TASKS AND EXERCISES =
- A) According to the passage about the Wilton police headquarters project, by what date is Tecton Architects expected to provide cost estimates?
- B) Continue the news article about the Wilton police headquarters plans, picking up after its final sentence.

PASSAGE PROVIDED =
WILTON — Two site plans have been selected for an upgraded headquarters for the Wilton Police Department. At its meeting on Dec. 5, the building committee in charge of the project selected a plan for a newly constructed building as well as a plan for a renovated building with an addition.

Four possible site plans were presented by Tecton Architects, the firm selected by the committee to guide the project through the design phase. The firm will now refine those plans along with providing cost estimates by Jan. 8, which the committee will then take to the Board of Selectmen.

First Selectwoman Lynne Vanderslice, who attended the meeting, asked if information could be presented at the Board of Selectmen meeting on Dec. 16 to familiarize the selectmen with the project and discuss costs in general terms.

Committee members had been planning to meet with the board in January, but moved up their next meeting to Dec. 12 in order to visit with the board next week. However, Rebecca Hopkins from Tecton said concrete numbers will not be available until a cost estimator reviews the project and that won’t occur before Dec. 16.

“The earlier you can get to the Board of Selectmen, the earlier they can react,” Vanderslice said, adding the board has a sense of what the community will support in terms of cost.

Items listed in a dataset
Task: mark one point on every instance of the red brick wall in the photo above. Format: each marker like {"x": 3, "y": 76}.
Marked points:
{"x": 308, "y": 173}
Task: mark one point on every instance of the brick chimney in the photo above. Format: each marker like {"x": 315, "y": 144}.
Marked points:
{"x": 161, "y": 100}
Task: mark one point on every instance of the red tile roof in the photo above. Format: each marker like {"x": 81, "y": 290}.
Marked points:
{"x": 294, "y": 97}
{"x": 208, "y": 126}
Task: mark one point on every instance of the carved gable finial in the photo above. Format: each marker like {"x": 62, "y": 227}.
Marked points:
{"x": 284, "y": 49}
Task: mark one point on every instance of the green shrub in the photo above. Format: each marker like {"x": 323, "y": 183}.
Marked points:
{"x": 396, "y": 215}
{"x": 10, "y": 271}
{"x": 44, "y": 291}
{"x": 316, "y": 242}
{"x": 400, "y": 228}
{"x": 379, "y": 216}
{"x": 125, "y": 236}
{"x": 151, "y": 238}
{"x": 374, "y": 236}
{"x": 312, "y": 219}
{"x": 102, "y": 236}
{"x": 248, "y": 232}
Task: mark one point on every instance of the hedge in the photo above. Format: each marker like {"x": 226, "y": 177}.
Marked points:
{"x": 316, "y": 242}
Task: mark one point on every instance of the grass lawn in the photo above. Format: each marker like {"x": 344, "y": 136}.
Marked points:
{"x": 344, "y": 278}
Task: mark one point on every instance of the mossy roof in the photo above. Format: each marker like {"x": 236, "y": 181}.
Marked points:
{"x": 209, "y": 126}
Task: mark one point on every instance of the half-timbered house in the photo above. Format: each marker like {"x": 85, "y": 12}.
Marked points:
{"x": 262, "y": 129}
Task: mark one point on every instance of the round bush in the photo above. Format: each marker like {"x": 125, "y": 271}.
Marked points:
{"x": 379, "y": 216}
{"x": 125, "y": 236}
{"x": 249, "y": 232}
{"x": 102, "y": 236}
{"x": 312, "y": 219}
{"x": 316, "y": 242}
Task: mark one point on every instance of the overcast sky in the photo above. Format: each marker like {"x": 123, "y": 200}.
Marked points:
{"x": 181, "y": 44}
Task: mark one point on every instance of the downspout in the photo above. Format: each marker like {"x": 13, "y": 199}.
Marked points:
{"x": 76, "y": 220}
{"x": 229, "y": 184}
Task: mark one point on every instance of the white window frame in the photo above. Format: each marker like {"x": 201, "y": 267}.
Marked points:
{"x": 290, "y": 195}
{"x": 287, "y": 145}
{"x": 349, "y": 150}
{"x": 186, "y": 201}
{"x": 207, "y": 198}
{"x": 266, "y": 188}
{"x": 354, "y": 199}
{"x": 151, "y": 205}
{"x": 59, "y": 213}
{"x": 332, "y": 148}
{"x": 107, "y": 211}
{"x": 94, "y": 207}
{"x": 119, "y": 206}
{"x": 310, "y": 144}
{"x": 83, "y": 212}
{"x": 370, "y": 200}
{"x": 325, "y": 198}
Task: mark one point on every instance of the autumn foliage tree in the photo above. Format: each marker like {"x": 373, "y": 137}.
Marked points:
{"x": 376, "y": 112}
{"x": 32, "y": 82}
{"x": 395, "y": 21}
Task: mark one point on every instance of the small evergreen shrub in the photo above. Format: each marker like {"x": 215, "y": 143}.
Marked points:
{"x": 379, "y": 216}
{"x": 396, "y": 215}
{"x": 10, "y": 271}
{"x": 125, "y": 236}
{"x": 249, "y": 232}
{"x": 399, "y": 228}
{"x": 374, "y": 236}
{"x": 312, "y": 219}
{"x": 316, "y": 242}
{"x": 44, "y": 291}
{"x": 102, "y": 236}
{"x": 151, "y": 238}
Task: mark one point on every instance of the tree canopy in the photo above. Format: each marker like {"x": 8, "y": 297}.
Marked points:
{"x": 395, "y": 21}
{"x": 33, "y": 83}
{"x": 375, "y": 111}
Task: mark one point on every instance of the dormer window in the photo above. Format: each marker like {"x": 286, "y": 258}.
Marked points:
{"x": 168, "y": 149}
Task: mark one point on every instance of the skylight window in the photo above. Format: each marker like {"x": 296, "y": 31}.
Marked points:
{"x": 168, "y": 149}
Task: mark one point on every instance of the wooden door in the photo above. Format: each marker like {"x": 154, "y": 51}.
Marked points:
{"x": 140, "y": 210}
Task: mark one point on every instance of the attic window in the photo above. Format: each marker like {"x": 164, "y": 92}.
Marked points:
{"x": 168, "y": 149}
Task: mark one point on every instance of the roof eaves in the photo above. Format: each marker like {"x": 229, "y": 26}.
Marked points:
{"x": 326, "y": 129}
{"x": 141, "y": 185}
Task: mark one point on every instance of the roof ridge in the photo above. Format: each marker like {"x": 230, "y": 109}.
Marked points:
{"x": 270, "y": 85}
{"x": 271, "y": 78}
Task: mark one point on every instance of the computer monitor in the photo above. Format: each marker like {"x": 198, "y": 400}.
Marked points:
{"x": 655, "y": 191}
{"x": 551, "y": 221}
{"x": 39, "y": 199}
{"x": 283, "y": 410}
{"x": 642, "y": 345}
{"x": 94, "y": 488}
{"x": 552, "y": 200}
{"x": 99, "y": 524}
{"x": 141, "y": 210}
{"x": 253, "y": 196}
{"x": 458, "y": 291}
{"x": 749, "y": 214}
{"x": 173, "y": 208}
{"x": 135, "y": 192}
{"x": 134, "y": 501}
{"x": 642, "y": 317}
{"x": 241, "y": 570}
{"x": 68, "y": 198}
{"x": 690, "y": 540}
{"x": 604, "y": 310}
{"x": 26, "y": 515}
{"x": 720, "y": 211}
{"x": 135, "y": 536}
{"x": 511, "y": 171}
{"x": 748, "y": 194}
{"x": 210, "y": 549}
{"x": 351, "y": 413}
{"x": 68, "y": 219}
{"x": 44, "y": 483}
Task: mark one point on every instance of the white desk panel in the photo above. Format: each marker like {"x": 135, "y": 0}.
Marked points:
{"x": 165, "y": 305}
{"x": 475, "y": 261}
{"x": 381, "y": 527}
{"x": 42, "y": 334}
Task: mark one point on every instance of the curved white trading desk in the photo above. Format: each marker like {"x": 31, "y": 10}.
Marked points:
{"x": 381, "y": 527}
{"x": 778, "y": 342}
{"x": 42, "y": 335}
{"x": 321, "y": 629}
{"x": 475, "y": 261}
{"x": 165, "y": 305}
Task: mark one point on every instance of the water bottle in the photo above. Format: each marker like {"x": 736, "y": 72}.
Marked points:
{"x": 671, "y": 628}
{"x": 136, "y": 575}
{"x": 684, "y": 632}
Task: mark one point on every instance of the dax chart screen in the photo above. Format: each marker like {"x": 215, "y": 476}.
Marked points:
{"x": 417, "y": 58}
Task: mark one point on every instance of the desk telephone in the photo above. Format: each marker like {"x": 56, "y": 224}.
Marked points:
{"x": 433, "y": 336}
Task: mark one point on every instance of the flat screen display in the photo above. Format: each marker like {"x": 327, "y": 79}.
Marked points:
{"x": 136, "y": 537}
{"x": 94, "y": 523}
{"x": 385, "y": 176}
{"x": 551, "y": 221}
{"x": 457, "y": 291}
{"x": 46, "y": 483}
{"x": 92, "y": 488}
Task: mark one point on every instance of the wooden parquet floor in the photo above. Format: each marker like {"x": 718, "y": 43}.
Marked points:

OUTPUTS BY TASK =
- A) Jan. 8

- B)
In addition to the police station, the building committee is also exploring:

 Making repairs to town hall.

 Fitting out unfinished areas in the Comstock Community Center to accommodate offices that could be moved out of town hall.

 Demolishing the town hall annex and relocating the kennels for animal control.

Preliminary numbers handed out at the meeting indicated a range of $17 million to $18 million to accomplish all the tasks.

Four plans

Tecton came up with its four plans after meeting with a working group of the committee, which included representatives from the police department.

Committee member Kathy Poirier asked Tecton representatives if any of the plans were more expensive and she was told the costs for site work were comparable.

After lengthy discussion at the Dec. 5 meeting, the committee voted to approve the two plans favored by police.

The first option, which is for new construction, would place a two-story building to the north of where it is now, aligning it with the entrance drive and making it visible from Route 7. The preliminary design is about 20,000 square feet, but that could be reduced by 10 percent, according to Hopkins.

The second option would add a second story to the present police station, expanding it to about 22,000 square feet. Critical operations, such as dispatch, could remain in place while construction takes place.

The materials handed out to the committee included early floor plans and both options included dispatch, four cells, records room, evidence room, booking area, computer forensics, interview rooms, a lab, male and female locker rooms, a fitness area, multiple offices, a conference room, briefing room, training area, and numerous offices. Both would be ADA accessible.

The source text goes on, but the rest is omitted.